# Stated goal
Copy all of the data below verbatim, line for line, but omit the pictures.
--- START Provided data ---
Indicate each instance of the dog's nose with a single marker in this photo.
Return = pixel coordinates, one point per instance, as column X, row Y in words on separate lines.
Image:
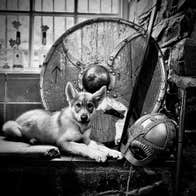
column 84, row 117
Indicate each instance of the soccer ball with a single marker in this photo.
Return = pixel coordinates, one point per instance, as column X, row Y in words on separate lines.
column 150, row 137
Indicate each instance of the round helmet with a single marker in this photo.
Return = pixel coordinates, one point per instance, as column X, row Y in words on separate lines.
column 150, row 137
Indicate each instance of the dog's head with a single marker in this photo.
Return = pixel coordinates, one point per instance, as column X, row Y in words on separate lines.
column 83, row 104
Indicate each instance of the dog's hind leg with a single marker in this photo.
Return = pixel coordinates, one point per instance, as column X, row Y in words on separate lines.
column 12, row 129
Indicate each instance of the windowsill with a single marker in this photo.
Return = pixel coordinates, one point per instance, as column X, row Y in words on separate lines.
column 25, row 70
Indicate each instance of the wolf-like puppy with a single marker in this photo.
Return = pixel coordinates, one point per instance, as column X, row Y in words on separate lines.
column 68, row 129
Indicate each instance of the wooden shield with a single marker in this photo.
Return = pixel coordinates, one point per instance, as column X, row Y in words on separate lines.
column 116, row 44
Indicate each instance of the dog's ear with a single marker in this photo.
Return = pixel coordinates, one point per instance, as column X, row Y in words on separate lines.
column 70, row 92
column 99, row 95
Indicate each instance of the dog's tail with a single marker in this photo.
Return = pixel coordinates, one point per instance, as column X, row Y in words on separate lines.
column 12, row 129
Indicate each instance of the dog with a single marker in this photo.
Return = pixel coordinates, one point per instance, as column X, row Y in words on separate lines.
column 67, row 129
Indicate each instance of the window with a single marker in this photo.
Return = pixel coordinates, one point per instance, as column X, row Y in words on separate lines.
column 30, row 27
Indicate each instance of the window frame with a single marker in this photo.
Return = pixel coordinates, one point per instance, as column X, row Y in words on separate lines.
column 75, row 14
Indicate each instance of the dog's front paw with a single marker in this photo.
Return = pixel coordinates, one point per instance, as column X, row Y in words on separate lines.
column 99, row 156
column 115, row 154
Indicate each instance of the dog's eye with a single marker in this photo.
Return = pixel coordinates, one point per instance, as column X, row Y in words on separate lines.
column 78, row 105
column 90, row 106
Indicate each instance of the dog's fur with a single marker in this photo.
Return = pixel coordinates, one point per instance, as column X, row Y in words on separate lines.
column 68, row 129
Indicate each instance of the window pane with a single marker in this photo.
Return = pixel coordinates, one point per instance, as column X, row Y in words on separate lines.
column 37, row 41
column 24, row 31
column 24, row 5
column 24, row 40
column 94, row 6
column 40, row 50
column 2, row 32
column 47, row 5
column 69, row 5
column 2, row 4
column 60, row 26
column 38, row 5
column 115, row 6
column 59, row 5
column 3, row 56
column 12, row 4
--- END Provided data ---
# Full output
Indicate each instance of the dog's nose with a single marker in this photo.
Return = pixel coordinates, one point per instance, as column X, row Y in words on separate lines.
Image:
column 84, row 117
Indicate each instance of the soccer ball with a single marker in this photo.
Return = pixel coordinates, one point per instance, as column X, row Y in words on separate lines.
column 150, row 137
Indicate each instance of the round helmet with a single marker in this photo.
Return = pixel coordinates, one point per instance, as column X, row Y in words on separate lines.
column 150, row 137
Indicate each instance of the dog's head with a single marker in this photo.
Return = pixel coordinates, one point per instance, as column X, row Y in words on separate lines.
column 83, row 104
Indicate each instance of the dog's hind leg with a single marker in this photo.
Return = pixel coordinates, one point per instance, as column X, row Y in words on separate lines.
column 12, row 129
Indicate each instance of the windowsill with a single marker in this photo.
Return = pixel coordinates, one point per instance, as column X, row Y in words on separate lines.
column 25, row 70
Indicate each instance of the wolf-like puppy with a single marker in this photo.
Return = pixel coordinates, one point per instance, as column X, row Y in words on separate lines.
column 68, row 129
Indicate each instance of the wooden shield with a single marker in this photo.
Return = pixel coordinates, one point per instance, as column X, row Y in words on separate lines.
column 116, row 44
Indicate each instance of the dog's ear with a single marker in this photo.
Return = pixel coordinates, one point per instance, as column X, row Y in words on separate lines.
column 70, row 92
column 99, row 95
Indicate each instance of the dog's tail with a single marker in this photo.
Return = pixel coordinates, one point per instance, as column X, row Y in words on separate lines.
column 12, row 129
Indicate each instance of the dog with a single marker in this photo.
Return = pixel coordinates, one point per instance, as column X, row Y in words on separate lines.
column 67, row 129
Indicate each instance of the window with a single marker in this photo.
Return = pixel coordinates, one point per instance, as column X, row Y in words on separate lines.
column 30, row 27
Indicate each instance of the window frame with a single marker in this photo.
Return = pixel coordinates, one point per instance, as column X, row Y in words on separate lines.
column 75, row 14
Indicate each instance of the dog's front paw with a single marker in this photo.
Return = pixel coordinates, one point per instance, as column X, row Y in words on separate lines.
column 99, row 156
column 115, row 154
Indicate each instance of the dog's eye with a single marker in this photo.
Return = pixel coordinates, one point per instance, as column X, row Y in words on separate lines.
column 78, row 105
column 90, row 106
Indicate each instance of the dog's fur with a single marker in this photo.
Return = pixel coordinates, one point per instance, as column X, row Y in words on separate lines.
column 68, row 129
Indicate each instance of the window pane with a single marker in this photo.
Return = pixel coordinates, one point per instance, as column X, row Y in words on separate lines.
column 37, row 41
column 24, row 31
column 24, row 5
column 24, row 40
column 94, row 6
column 40, row 50
column 2, row 32
column 47, row 5
column 69, row 5
column 2, row 4
column 60, row 26
column 38, row 5
column 115, row 6
column 59, row 5
column 3, row 56
column 12, row 4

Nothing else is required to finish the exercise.